● PERGUNTAS A RESPONDER:
(a) Responda, com base no trecho sobre a ADPF 811:
(i) Qual partido propôs a ADPF 811?
(ii) Quem era o advogado-geral da União que se manifestou no caso?
(iii) Qual era o nome do procurador-geral da República?
(b) As afirmações a seguir concordam com o trecho sobre a ADPF 811? Responda sim ou não a cada uma, citando as palavras do trecho que decidem.
(i) O decreto paulista proibiu atividades religiosas de caráter coletivo.
(ii) O Ministério Público Federal defendeu que celebrações religiosas podiam ser proibidas durante a pandemia.
(iii) Segundo o trecho, o decreto impediu pessoas de professar sua fé.
(c) Prossiga o texto sobre a ADPF 811 e o decreto paulista, começando logo após a última frase dele.

● TRECHO PARA LEITURA:
Proposta pelo Partido Social Democrático (PSD), a Arguição de Descumprimento de Preceito Fundamental (ADPF) 811 postulava que o Decreto 65.563/2021 – que, entre outras medidas emergenciais, vetou “a realização de cultos, missas e demais atividades religiosas de caráter coletivo” – violava a liberdade religiosa.
Em sua manifestação, o advogado-geral da União, André Mendonça, recorreu à Bíblia e à sua compreensão do que é o cristianismo. “Não há cristianismo sem vida comunitária, não há cristianismo sem a casa de Deus, sem o dia do Senhor. É por isso que os verdadeiros cristãos não estão dispostos jamais a matar por sua fé, mas estão sempre dispostos a morrer para garantir a liberdade de religião e de culto”, disse.
A agravar a confusão, o próprio Ministério Público Federal aderiu à tese de que não seria possível proibir celebrações religiosas durante a pandemia. Segundo o procurador-geral da República, Augusto Aras, medidas restritivas ofenderiam “o núcleo essencial do direito fundamental ao livre exercício dos cultos religiosos”.
A argumentação é inteiramente descabida. Assim como outras medidas restritivas adotadas por governadores e prefeitos em todo o País, o decreto do governo do Estado de São Paulo não priva ninguém de sua liberdade religiosa. A ninguém foi imposto determinado credo, como também ninguém foi impedido de professar sua fé. A liberdade religiosa permanece intacta.

● REGISTROS FORNECIDOS:
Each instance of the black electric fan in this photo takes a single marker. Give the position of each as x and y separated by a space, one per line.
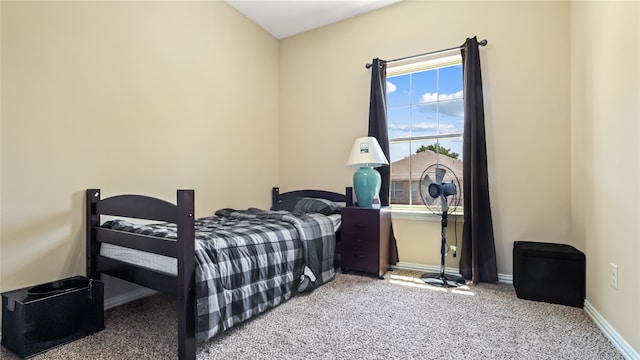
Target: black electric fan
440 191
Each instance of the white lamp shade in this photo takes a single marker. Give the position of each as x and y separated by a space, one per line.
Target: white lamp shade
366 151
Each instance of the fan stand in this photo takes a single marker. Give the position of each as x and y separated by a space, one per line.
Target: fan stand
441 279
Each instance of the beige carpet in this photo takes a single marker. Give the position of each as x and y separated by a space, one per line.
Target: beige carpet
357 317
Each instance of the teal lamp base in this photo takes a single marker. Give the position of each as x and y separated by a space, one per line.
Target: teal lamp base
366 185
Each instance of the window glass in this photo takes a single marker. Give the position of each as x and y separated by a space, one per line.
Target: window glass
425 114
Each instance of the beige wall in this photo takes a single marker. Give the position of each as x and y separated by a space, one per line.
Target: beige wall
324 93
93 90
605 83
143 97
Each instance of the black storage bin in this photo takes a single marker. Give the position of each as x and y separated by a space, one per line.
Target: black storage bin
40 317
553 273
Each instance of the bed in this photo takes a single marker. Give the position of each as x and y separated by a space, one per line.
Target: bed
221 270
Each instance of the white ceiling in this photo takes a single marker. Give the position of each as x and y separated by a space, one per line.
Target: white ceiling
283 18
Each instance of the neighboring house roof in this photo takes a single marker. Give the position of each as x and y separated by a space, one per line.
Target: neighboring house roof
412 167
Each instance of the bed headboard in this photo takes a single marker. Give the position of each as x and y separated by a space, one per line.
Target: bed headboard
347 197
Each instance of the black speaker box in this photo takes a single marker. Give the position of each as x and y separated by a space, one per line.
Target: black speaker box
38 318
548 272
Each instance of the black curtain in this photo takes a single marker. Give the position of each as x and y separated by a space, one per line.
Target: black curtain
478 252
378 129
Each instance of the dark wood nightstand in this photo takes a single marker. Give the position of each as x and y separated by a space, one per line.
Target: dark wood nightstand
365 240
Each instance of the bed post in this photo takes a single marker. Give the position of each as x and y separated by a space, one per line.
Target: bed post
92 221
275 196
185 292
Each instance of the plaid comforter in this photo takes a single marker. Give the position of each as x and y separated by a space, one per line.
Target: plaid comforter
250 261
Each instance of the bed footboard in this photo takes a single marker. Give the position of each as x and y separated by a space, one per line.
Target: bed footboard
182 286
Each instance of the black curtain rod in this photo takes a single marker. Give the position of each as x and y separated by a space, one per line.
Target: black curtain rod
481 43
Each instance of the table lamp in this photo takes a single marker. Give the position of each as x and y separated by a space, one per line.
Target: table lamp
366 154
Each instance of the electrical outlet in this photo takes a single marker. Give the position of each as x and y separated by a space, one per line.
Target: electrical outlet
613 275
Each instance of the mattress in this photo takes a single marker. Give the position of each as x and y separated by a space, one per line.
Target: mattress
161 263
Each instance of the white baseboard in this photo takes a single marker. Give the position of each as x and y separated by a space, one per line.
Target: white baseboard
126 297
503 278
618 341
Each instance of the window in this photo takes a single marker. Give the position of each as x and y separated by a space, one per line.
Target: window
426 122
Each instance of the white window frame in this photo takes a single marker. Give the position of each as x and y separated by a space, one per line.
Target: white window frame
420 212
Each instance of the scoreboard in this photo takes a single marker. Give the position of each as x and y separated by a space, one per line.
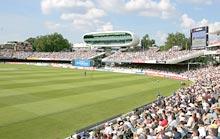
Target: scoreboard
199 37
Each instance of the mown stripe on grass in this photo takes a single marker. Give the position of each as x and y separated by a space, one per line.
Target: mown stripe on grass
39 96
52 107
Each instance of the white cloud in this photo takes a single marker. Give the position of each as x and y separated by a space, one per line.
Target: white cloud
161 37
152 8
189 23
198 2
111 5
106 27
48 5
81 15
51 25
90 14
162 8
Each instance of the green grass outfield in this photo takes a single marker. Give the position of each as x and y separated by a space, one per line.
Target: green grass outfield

● CONJUNTO DE RESPOSTAS:
(a)
(i) O Partido Social Democrático (PSD).
(ii) André Mendonça.
(iii) Augusto Aras.

(b)
(i) Sim: "vetou “a realização de cultos, missas e demais atividades religiosas de caráter coletivo”".
(ii) Não: "o próprio Ministério Público Federal aderiu à tese de que não seria possível proibir celebrações religiosas durante a pandemia".
(iii) Não: "ninguém foi impedido de professar sua fé".

(c)
Por mais fervorosos que tenham sido os discursos de André Mendonça e de Augusto Aras – numa demonstração de especial temor ao Palácio do Planalto –, na ADPF 811 não estava em discussão a liberdade religiosa, e sim se atividades religiosas devem se submeter às regras gerais estabelecidas pelo poder público. A rigor, num Estado Democrático de Direito, tal questão está definida por princípio, tal como exige a laicidade.
Todas as pessoas, físicas ou jurídicas, devem respeitar a lei e as normas vigentes. Não há ninguém acima da lei. Por isso, também as igrejas devem obedecer às regras relativas ao enfrentamento da pandemia, assim como devem cumprir a legislação urbanística, tributária e sanitária. Por exemplo, as igrejas devem respeitar os horários de silêncio noturno, da mesma forma que todos os outros estabelecimentos. Tal restrição não é nenhuma violação à liberdade religiosa.
Além do evidente e necessário cuidado com a saúde pública, a decisão do STF faz valer um importantíssimo princípio constitucional, o da igualdade de todos perante a lei. A profissão de uma determinada crença – mesmo tendo uma dimensão comunitária, como a do sr. André Mendonça – não confere um privilégio sobre os demais cidadãos. Todos estão submetidos às mesmas limitações.
Vale notar que a mentalidade de privilégio não se manifesta apenas na oposição às medidas de isolamento social relativas à pandemia de covid-19. Muitas igrejas acham que não precisam pagar os tributos relativos a suas atividades. Segundo revelado pelo Estado, igrejas têm R$ 1,9 bilhão em débitos inscritos na Dívida Ativa da União.
A Constituição proíbe “instituir impostos sobre templos de qualquer culto”, mas há igrejas que se consideram imunes de qualquer obrigação tributária. Por exemplo, entre as dívidas com a União, há casos de não pagamento de contribuição previdenciária e do Imposto de Renda já descontados do salário dos empregados.
Sem diminuir a liberdade de religião e de crença, o Supremo reconhece que os entes federativos têm o poder – a rigor, o dever – de zelar pela saúde da população. As liberdades e garantias fundamentais continuam válidas. O que não cabe é conferir, especialmente em uma pandemia, privilégio a alguns grupos. Todos estão sob as mesmas regras.